**Requirement**
Could you put the rows into a numbered list, beginning at the line that contains "Q: I'd like you to find the white wall." and ending after the line that contains "552;202;613;326"? Leave out any blank lines.
++++++++
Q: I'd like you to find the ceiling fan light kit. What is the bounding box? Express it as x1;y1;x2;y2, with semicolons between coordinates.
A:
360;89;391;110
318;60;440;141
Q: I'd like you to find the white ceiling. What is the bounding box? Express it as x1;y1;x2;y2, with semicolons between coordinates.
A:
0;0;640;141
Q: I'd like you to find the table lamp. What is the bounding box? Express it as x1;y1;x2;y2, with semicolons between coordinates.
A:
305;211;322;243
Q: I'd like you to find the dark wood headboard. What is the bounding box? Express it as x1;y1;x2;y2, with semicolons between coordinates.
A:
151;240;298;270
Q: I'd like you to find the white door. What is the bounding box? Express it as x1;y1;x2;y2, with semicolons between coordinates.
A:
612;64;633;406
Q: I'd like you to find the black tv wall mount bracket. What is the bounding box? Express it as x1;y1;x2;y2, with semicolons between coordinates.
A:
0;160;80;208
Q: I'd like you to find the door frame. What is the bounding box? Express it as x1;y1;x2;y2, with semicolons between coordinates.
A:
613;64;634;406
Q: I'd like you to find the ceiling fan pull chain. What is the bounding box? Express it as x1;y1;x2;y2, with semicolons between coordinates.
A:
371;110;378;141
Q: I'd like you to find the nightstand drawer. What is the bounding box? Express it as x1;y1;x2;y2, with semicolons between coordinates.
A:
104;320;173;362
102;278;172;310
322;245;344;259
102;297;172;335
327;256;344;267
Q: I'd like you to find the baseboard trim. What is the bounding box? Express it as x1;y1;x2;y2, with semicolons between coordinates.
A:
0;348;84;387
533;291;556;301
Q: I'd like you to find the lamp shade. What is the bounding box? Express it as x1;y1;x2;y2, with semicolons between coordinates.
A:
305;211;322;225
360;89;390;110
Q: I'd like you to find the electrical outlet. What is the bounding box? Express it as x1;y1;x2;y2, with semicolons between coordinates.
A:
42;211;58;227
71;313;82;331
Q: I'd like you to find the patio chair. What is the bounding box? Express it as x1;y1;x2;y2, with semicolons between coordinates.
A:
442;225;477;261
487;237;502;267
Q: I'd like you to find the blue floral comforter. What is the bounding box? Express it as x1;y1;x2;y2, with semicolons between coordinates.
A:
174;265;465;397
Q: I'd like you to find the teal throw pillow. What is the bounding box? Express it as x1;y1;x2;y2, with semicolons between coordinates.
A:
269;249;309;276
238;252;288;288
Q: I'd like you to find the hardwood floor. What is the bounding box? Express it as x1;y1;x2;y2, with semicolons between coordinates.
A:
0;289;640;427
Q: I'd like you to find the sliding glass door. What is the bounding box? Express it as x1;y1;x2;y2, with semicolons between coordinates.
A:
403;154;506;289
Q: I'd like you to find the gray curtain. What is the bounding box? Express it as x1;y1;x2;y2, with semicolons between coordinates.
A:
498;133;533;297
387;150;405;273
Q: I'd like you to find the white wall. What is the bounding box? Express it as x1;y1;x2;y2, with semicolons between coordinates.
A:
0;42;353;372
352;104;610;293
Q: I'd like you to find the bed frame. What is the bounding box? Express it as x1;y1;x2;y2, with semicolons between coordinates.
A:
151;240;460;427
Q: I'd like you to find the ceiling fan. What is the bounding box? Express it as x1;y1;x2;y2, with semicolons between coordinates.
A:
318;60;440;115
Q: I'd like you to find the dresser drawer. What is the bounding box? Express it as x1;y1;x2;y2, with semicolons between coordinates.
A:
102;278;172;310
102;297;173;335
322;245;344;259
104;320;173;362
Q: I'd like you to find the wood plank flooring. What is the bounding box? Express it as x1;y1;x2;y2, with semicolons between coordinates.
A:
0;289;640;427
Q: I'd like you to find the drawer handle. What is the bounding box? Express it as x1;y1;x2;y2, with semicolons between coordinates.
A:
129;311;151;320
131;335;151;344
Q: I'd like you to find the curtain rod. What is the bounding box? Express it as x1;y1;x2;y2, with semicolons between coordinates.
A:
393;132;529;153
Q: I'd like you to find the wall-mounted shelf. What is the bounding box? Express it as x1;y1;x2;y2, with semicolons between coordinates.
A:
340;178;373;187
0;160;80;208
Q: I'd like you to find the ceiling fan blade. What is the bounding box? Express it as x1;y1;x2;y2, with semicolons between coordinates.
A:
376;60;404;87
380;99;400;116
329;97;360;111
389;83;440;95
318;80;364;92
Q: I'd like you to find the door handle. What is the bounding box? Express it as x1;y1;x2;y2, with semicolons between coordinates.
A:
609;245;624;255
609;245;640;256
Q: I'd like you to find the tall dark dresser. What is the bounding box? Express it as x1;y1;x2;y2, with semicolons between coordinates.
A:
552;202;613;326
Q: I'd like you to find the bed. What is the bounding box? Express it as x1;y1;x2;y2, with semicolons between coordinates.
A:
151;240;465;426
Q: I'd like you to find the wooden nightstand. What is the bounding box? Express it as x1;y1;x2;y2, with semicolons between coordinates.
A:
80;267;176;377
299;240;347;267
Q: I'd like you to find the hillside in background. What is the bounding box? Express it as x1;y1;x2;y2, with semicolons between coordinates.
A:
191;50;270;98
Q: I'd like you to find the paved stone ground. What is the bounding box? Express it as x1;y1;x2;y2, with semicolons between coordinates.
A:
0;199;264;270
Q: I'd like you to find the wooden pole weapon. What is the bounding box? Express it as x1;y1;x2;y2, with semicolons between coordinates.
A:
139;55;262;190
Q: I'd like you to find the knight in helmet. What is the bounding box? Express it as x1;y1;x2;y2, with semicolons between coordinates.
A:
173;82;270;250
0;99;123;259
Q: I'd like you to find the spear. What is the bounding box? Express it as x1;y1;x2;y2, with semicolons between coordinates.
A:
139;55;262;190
++++++++
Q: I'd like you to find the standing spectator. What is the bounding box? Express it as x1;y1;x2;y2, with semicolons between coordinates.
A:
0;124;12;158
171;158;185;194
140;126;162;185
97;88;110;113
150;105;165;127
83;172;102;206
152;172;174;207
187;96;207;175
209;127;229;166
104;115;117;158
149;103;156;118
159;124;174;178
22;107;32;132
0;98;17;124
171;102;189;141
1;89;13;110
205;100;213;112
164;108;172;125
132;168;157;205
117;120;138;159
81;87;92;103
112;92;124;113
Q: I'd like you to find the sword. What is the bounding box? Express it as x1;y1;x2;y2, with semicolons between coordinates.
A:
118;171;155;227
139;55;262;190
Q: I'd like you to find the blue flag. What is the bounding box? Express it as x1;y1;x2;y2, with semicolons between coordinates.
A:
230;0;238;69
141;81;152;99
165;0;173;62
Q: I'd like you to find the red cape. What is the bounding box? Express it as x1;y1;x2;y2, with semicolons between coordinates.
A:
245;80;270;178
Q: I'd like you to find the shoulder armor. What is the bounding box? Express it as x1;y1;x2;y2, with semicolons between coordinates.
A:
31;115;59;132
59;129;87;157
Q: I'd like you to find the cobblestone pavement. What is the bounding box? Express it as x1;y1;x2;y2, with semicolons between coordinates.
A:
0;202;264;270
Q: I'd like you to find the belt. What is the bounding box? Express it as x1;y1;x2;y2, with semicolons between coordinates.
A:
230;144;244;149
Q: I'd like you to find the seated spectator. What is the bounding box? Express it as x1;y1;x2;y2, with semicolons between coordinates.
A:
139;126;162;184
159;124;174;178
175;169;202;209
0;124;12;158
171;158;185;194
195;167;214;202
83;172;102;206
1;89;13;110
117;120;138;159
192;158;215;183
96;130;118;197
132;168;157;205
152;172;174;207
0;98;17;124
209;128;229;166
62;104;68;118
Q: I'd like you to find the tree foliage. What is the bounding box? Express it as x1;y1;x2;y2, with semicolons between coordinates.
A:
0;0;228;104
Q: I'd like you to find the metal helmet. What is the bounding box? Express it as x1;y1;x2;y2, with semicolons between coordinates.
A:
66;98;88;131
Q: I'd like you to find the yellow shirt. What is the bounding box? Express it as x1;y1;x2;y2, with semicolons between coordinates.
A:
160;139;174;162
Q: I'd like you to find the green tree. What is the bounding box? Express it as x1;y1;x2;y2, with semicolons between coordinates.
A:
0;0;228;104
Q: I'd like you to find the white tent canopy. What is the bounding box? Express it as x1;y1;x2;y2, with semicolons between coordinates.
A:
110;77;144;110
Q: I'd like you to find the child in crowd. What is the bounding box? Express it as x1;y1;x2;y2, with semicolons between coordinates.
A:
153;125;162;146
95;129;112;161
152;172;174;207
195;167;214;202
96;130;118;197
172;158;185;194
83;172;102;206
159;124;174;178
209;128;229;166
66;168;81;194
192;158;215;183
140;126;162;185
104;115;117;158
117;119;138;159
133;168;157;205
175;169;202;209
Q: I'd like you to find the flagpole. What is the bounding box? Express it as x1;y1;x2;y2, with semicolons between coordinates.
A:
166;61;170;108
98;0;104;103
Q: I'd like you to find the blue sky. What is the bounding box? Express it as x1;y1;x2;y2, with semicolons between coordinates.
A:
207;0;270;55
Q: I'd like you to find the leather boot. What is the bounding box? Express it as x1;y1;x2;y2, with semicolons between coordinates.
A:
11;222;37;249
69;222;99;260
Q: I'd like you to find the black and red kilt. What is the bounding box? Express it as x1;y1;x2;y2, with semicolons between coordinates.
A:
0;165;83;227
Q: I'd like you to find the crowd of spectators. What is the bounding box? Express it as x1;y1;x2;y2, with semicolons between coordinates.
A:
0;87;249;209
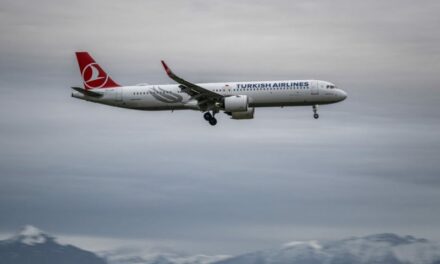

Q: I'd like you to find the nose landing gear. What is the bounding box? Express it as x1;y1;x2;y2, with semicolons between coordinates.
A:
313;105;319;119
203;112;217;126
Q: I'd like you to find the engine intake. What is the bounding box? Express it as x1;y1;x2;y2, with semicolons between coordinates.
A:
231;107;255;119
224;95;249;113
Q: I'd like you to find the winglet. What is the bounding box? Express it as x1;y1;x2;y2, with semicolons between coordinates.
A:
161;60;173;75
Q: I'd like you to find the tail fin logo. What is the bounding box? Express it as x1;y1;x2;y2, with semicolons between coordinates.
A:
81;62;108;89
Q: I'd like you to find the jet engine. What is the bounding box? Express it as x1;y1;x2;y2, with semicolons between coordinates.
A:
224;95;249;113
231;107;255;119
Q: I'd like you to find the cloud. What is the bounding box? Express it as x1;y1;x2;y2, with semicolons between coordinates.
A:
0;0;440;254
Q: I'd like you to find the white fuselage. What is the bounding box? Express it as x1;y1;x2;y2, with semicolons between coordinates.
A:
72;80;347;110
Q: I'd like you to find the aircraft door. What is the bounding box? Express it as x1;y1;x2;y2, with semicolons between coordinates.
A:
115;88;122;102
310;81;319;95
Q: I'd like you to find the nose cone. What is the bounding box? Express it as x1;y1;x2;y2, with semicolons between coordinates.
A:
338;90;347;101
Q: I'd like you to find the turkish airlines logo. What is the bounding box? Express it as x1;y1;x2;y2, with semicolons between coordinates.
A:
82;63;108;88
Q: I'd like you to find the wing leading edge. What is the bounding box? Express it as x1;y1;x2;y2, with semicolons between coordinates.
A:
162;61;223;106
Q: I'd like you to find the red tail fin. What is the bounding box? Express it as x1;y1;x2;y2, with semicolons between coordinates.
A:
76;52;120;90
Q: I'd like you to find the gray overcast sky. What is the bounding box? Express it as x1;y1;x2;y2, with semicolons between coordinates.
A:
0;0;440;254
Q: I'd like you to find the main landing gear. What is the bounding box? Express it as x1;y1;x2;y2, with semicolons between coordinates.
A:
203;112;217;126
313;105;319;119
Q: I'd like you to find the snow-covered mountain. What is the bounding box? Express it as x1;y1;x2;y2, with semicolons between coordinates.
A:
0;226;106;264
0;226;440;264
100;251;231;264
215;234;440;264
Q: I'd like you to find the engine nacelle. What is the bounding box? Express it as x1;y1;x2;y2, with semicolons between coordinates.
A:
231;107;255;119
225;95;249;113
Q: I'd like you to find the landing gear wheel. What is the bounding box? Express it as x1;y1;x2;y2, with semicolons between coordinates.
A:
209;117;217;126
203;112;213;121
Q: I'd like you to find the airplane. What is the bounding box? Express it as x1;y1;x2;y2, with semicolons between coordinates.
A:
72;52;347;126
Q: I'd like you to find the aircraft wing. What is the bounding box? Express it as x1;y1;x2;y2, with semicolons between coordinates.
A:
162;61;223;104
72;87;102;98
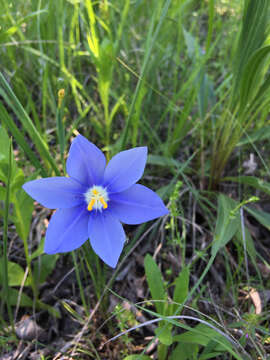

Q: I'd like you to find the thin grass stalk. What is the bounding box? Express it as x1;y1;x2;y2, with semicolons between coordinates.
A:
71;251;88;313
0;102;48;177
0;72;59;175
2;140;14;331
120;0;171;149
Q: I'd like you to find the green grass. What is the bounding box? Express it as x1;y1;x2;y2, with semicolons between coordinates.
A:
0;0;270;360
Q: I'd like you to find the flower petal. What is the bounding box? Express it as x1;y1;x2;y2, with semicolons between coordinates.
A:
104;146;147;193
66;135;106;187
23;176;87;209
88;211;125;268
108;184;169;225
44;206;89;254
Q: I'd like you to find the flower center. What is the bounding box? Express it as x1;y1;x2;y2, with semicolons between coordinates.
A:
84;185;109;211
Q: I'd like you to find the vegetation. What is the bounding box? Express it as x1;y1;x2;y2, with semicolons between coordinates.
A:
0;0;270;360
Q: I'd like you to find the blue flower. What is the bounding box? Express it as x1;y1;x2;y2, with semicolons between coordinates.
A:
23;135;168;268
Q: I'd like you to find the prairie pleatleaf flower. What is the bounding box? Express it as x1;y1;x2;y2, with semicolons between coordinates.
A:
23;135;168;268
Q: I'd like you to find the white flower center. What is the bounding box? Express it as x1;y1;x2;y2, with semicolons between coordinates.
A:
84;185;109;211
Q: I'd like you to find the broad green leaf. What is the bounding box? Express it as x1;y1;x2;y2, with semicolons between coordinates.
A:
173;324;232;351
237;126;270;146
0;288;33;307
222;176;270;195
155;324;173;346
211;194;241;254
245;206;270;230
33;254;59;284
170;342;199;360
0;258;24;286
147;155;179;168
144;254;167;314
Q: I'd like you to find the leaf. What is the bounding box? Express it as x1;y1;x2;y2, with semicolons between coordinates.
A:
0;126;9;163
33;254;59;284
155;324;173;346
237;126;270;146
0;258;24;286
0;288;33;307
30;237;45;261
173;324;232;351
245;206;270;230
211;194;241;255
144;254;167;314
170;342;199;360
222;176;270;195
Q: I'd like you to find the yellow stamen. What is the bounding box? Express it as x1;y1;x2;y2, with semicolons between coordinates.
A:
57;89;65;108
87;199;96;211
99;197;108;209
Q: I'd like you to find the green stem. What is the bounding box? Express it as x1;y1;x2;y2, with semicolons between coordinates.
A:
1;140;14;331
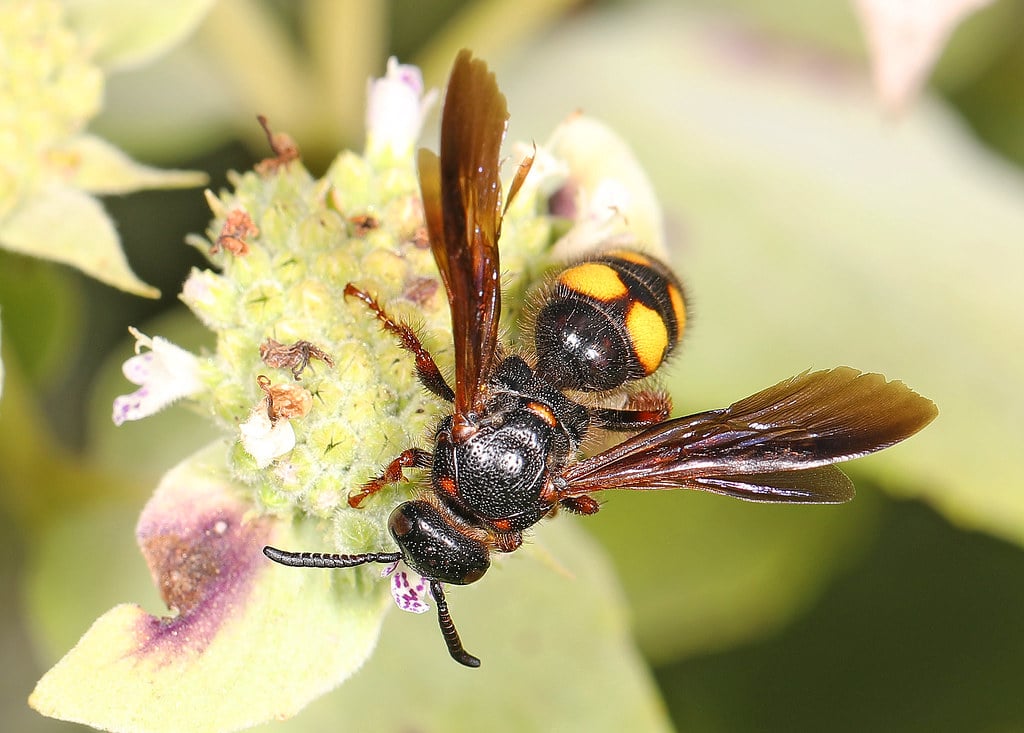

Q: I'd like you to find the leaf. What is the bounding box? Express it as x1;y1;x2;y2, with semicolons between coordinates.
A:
++++++++
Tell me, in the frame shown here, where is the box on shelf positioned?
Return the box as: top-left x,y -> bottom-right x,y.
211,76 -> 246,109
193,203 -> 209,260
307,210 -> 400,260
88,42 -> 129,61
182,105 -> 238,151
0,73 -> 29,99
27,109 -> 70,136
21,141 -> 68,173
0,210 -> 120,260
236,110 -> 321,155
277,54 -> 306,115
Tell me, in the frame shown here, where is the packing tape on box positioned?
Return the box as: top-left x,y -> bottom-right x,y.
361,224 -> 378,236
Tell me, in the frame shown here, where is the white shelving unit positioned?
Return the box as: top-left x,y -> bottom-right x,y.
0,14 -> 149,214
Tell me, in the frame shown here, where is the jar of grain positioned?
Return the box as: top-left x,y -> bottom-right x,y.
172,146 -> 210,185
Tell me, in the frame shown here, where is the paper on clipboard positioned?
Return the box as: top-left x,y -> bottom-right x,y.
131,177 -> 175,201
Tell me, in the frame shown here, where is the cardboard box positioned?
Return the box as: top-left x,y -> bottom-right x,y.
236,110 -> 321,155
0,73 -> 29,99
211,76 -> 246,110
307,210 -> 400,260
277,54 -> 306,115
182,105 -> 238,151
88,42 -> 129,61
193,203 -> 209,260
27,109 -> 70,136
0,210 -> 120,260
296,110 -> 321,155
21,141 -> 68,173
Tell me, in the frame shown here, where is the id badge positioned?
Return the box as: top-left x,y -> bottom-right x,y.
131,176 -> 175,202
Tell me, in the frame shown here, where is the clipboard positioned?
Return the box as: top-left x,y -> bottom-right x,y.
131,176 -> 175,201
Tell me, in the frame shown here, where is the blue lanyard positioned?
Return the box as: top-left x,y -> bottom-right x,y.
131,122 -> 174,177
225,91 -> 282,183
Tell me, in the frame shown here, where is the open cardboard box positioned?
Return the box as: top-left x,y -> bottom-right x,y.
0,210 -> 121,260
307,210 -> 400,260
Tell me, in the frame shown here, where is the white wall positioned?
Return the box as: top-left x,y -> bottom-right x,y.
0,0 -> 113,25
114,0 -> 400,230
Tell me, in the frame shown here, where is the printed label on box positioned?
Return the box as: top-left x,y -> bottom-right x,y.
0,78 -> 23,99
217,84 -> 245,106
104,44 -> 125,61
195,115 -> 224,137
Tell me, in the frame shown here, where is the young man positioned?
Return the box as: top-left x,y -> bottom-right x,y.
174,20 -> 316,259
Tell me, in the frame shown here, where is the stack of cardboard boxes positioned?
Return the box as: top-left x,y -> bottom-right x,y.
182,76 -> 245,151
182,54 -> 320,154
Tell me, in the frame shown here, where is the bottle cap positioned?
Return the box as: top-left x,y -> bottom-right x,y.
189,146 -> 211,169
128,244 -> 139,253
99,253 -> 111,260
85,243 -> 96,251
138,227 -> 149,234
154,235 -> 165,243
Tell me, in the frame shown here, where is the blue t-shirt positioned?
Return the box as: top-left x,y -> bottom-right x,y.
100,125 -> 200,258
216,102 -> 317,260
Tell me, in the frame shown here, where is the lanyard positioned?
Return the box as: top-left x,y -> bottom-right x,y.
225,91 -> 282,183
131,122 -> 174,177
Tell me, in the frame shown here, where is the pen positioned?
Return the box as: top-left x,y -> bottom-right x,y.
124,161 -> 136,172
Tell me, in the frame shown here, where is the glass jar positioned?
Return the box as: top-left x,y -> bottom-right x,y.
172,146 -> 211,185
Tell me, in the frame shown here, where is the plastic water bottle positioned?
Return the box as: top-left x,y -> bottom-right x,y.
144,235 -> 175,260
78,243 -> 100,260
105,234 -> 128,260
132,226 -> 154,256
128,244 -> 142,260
++++++++
**Solved problem**
1. Q: I'd like you to find the white wall. What is the bounding box? Express it as x1;y1;x2;y2, with semicolons between coordinates.
2. A:
3. 0;42;353;372
4. 352;104;610;293
5. Q: I'd like you to find the bed frame. What is the bounding box? Express it as x1;y1;x2;y2, with semicolons between coordinates.
6. A:
7. 151;240;460;427
8. Q: I'd like you to find the ceiling fan. What is the bounding box? Express it as x1;y1;x2;y2, with semicolons between coordinates.
9. A:
10. 318;60;440;115
11. Q: I'd like you to find the dresser drawer. What is the bounding box? Express it as x1;y1;x2;y2, with semicolons between coordinates.
12. A:
13. 102;278;172;310
14. 102;297;173;335
15. 322;245;344;259
16. 104;320;173;362
17. Q: I'd like you to find the wood plank flooring. What is the bounding box? Express it as x1;y1;x2;y2, with semicolons between coordinates.
18. A:
19. 0;289;640;427
20. Q: I'd like you to find the drawer handle. What is the bounding box? Express it as x1;y1;x2;y2, with semicolons between coordinates.
21. A:
22. 129;311;151;320
23. 131;335;151;344
24. Q: I'd like you to find the curtain rod. What is the bounding box? Express it as x1;y1;x2;y2, with semicolons between coordinates.
25. A:
26. 393;132;529;153
27. Q: I'd like you to find the wall-mounted shelf. What is the bounding box? Express it as x1;y1;x2;y2, with semicolons between coordinates.
28. A:
29. 340;178;373;187
30. 0;160;80;208
31. Q: I'd like you to find the ceiling fan blade. What is the bounding box? Express it as x1;y1;x2;y2, with semicolons between coordinates.
32. A:
33. 376;60;404;87
34. 380;99;400;116
35. 329;97;360;111
36. 389;83;440;95
37. 318;80;364;92
38. Q: I'd like you to find the door handle. What is the bounding box? Express it as x1;y1;x2;y2, with semicolons between coordinates.
39. A:
40. 609;245;624;255
41. 609;245;640;256
42. Q: I'd like you to find the tall dark dresser. What is the bounding box? Express it as x1;y1;x2;y2, with semicolons between coordinates.
43. A:
44. 552;202;613;326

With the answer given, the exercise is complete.